* SHORT EXERCISE *
Reproduce the lines from the line with "Would you mind pointing at the sandy" up to and including the line with "column 192, row 323", swapping "iguana" for "lizard" and leaving all else unchanged.

Stored data
= = = =

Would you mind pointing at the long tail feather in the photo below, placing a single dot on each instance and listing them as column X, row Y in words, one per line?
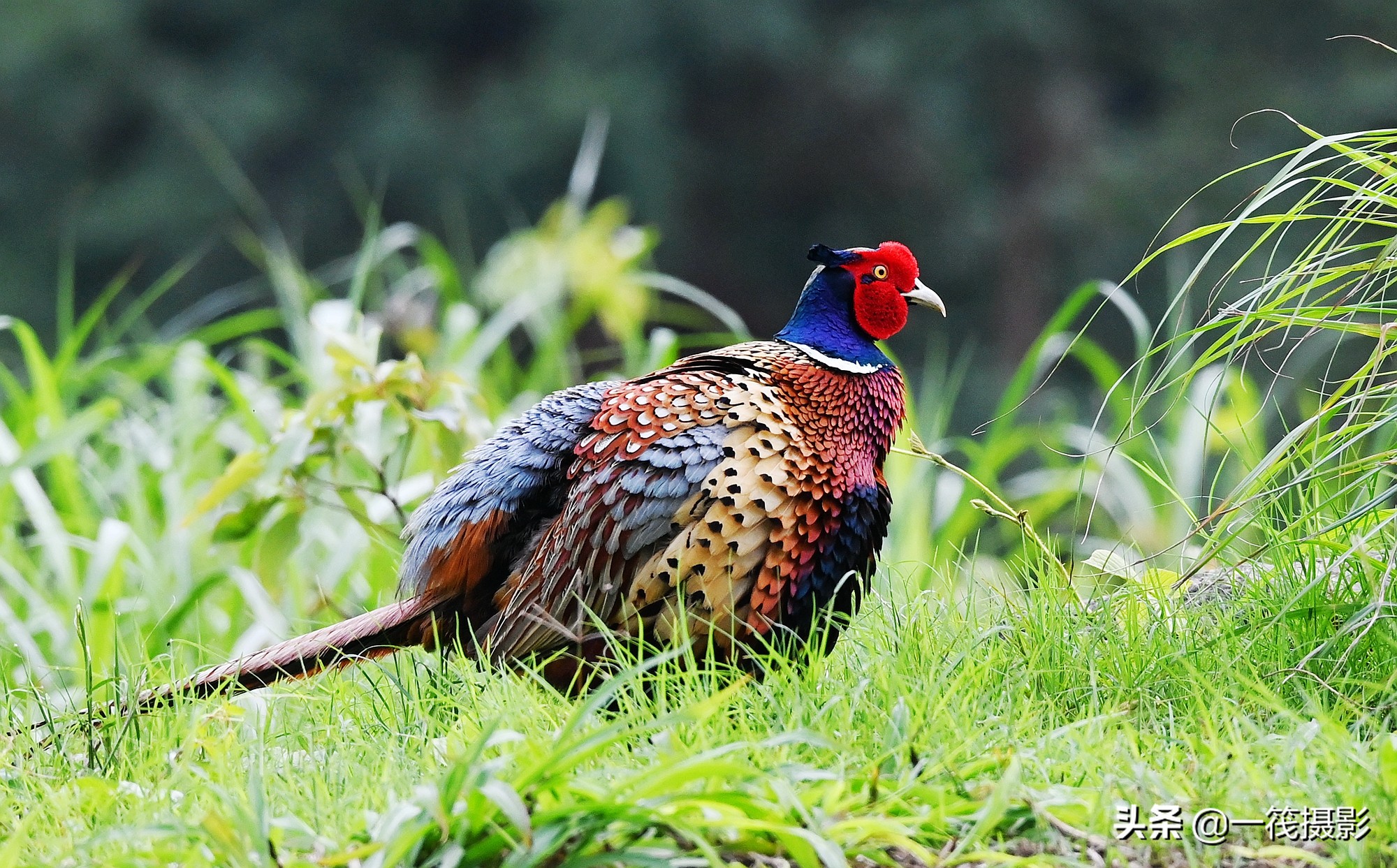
column 372, row 634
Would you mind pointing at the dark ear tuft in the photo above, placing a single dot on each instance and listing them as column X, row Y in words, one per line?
column 828, row 256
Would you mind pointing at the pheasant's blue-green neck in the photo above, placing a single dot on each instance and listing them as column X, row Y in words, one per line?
column 824, row 321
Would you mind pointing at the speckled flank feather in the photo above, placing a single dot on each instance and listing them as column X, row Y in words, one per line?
column 734, row 492
column 734, row 499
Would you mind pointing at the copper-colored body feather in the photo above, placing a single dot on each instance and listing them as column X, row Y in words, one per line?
column 733, row 499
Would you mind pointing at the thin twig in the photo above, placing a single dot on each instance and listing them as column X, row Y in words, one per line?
column 995, row 506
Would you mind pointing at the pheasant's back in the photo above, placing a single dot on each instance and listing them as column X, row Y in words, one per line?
column 729, row 496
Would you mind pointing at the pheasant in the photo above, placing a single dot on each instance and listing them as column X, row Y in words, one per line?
column 736, row 497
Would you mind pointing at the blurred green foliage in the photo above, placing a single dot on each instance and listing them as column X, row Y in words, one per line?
column 1019, row 145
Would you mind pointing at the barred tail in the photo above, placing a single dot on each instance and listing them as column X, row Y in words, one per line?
column 370, row 635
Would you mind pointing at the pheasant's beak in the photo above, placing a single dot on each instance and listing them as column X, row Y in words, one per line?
column 923, row 295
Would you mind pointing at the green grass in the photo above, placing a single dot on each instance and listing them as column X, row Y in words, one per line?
column 173, row 496
column 938, row 728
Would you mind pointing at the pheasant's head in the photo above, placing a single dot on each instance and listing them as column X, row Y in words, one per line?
column 854, row 297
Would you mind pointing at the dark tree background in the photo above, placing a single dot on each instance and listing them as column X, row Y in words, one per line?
column 1018, row 145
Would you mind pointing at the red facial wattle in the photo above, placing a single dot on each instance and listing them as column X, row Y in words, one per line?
column 879, row 279
column 879, row 309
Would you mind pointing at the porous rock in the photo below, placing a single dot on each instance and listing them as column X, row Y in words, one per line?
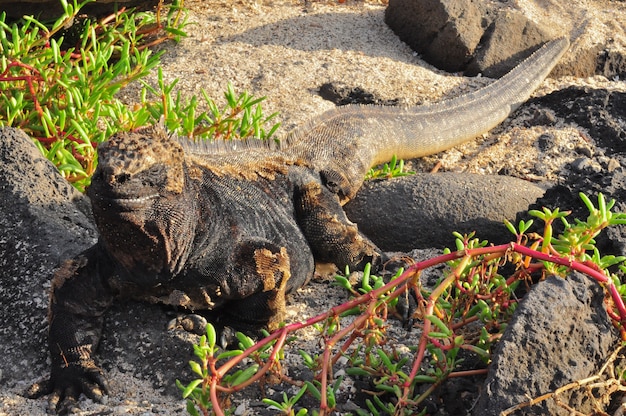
column 601, row 115
column 560, row 333
column 464, row 35
column 446, row 32
column 44, row 221
column 423, row 210
column 510, row 38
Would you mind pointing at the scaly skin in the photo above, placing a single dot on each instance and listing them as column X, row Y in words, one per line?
column 208, row 227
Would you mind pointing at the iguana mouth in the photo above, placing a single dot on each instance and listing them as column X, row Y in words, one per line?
column 134, row 203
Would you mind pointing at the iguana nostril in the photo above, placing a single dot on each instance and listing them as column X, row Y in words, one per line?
column 121, row 178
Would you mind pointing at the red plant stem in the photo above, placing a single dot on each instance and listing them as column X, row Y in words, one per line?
column 467, row 373
column 396, row 287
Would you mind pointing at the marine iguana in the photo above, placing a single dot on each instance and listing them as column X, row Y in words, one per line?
column 236, row 227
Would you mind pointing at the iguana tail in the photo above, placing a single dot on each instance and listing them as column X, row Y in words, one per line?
column 343, row 143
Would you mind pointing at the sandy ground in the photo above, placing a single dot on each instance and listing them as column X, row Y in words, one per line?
column 285, row 50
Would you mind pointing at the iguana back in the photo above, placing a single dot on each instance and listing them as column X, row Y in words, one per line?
column 343, row 143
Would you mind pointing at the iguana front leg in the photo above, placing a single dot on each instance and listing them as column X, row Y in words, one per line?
column 331, row 236
column 78, row 300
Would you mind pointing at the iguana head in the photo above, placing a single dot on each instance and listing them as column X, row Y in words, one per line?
column 138, row 201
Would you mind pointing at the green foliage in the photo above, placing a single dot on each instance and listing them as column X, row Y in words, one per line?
column 463, row 314
column 393, row 169
column 63, row 93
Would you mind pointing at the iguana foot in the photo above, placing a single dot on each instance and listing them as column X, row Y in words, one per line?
column 66, row 385
column 192, row 323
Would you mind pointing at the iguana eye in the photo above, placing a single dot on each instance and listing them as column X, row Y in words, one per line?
column 122, row 177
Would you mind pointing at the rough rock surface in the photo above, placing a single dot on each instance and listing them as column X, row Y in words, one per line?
column 45, row 221
column 285, row 53
column 561, row 322
column 462, row 35
column 422, row 210
column 446, row 32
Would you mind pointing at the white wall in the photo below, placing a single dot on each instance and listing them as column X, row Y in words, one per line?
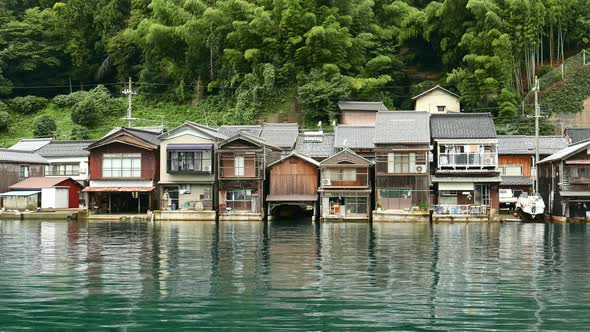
column 55, row 198
column 431, row 100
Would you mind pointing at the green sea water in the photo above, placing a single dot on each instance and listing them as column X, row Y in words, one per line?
column 188, row 276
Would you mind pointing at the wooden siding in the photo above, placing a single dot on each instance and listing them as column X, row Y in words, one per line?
column 524, row 160
column 11, row 173
column 358, row 118
column 293, row 176
column 150, row 161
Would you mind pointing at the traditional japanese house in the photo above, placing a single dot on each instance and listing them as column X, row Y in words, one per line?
column 402, row 171
column 187, row 172
column 466, row 176
column 17, row 165
column 516, row 159
column 241, row 162
column 293, row 184
column 345, row 187
column 359, row 113
column 124, row 170
column 564, row 182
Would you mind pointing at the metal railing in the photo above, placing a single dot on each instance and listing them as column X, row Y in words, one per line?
column 473, row 160
column 460, row 210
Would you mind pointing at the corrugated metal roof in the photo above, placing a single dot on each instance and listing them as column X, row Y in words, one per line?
column 402, row 127
column 512, row 144
column 65, row 149
column 321, row 147
column 462, row 125
column 31, row 144
column 38, row 182
column 17, row 156
column 369, row 106
column 283, row 135
column 354, row 137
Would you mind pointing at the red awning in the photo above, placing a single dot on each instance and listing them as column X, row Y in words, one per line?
column 118, row 189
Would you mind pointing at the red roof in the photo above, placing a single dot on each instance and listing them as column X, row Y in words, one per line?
column 118, row 189
column 39, row 182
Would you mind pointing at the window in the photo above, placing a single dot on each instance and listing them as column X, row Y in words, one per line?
column 24, row 171
column 239, row 168
column 511, row 170
column 189, row 161
column 121, row 165
column 62, row 170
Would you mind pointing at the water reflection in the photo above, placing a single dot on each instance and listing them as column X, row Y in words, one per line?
column 175, row 276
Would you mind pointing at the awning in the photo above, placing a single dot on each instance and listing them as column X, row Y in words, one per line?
column 291, row 198
column 456, row 186
column 575, row 194
column 118, row 189
column 189, row 147
column 21, row 193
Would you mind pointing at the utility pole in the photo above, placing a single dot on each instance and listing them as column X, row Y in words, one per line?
column 129, row 92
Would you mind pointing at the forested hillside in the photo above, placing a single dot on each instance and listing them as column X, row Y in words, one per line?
column 238, row 59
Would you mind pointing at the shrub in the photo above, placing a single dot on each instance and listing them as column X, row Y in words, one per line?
column 4, row 120
column 79, row 132
column 28, row 104
column 44, row 126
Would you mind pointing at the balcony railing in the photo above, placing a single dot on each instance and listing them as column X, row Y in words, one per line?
column 467, row 160
column 460, row 210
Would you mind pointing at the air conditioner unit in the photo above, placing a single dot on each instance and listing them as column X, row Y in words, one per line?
column 420, row 168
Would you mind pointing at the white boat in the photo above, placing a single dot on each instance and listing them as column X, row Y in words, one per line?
column 531, row 207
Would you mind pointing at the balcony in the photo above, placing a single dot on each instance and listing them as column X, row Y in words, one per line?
column 468, row 161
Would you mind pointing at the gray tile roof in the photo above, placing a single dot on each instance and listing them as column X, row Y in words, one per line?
column 31, row 144
column 65, row 149
column 577, row 134
column 512, row 144
column 516, row 181
column 462, row 125
column 11, row 155
column 370, row 106
column 402, row 127
column 283, row 135
column 231, row 131
column 320, row 147
column 354, row 137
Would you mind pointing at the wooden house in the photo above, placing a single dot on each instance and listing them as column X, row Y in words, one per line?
column 241, row 162
column 124, row 171
column 466, row 176
column 345, row 187
column 402, row 171
column 187, row 172
column 17, row 165
column 293, row 183
column 516, row 162
column 564, row 181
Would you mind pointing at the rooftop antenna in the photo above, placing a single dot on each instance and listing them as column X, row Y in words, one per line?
column 129, row 92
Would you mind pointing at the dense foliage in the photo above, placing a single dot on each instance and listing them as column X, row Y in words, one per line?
column 241, row 56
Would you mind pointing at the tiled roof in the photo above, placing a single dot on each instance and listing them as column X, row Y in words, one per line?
column 31, row 144
column 283, row 135
column 516, row 181
column 402, row 127
column 230, row 131
column 323, row 147
column 354, row 137
column 65, row 149
column 462, row 125
column 38, row 182
column 577, row 134
column 370, row 106
column 11, row 155
column 511, row 145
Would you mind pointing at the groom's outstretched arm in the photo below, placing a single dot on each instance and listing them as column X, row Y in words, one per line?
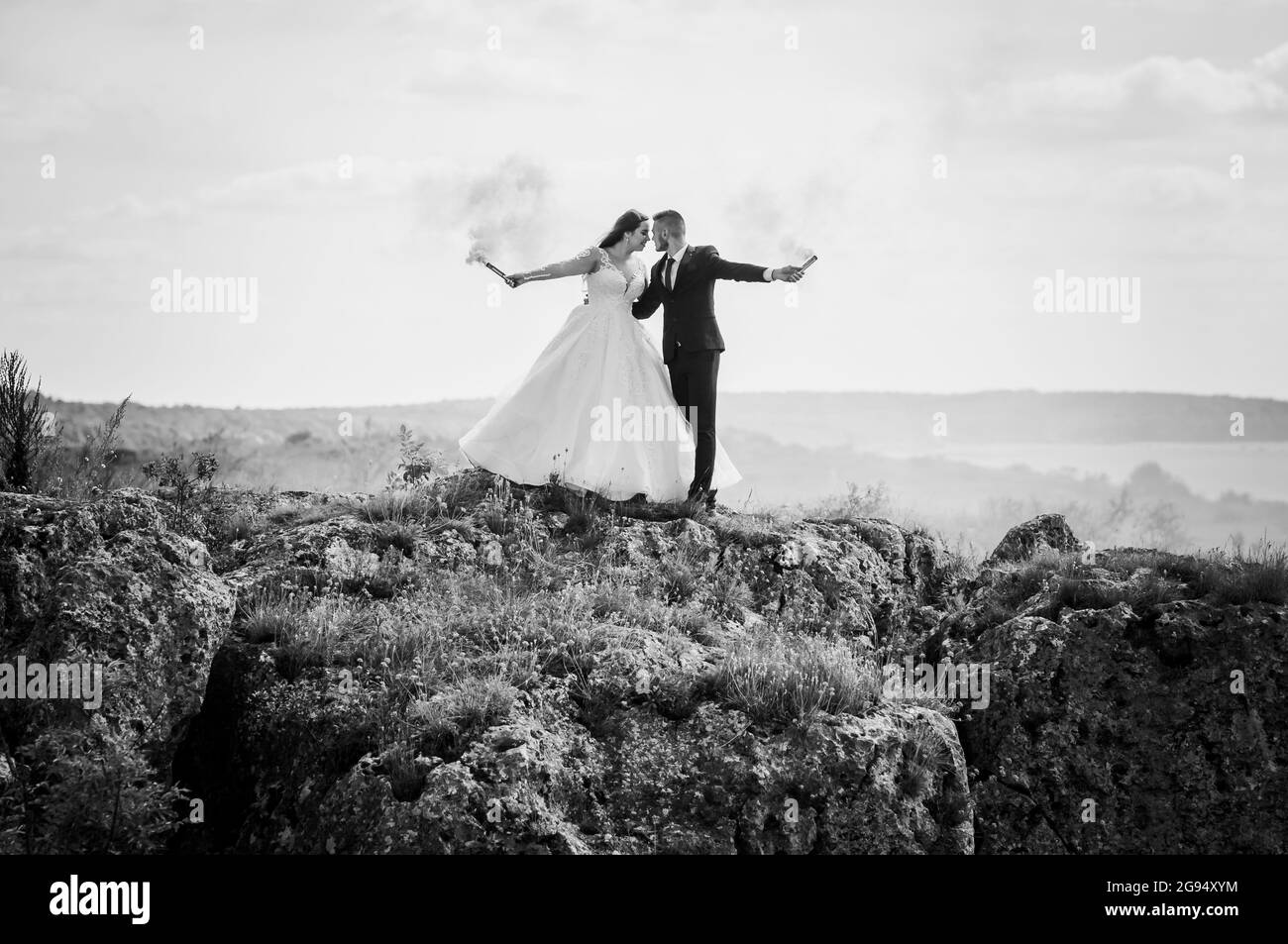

= = = =

* WRITTEN SOLUTION *
Would you mind pointing at the sandy ground in the photo above, placing a single dot on each instance and listing them as column X, row Y in words, one per line?
column 285, row 50
Would you mind pointing at the lizard back in the photo above, placing a single dot on each instance and listing them as column X, row Y in words, one per line?
column 343, row 143
Would you mind pointing at the lizard front leg in the photo above, placing a single dot on each instance and listing them as column X, row Y in words, one per line?
column 331, row 236
column 78, row 300
Would you mind pointing at the lizard head in the photo above, placing a single dot on each instance and listing them as column X, row Y in words, one per line?
column 138, row 201
Would you mind pointing at the green foliage in the photo above, placing a single dot on each instance and listing them as column X, row Y in words, one per line?
column 463, row 314
column 393, row 169
column 63, row 93
Would you mind pointing at the lizard foot in the photo above, placing a single dot on each instance and listing them as column X, row Y in words, one per line?
column 66, row 385
column 192, row 323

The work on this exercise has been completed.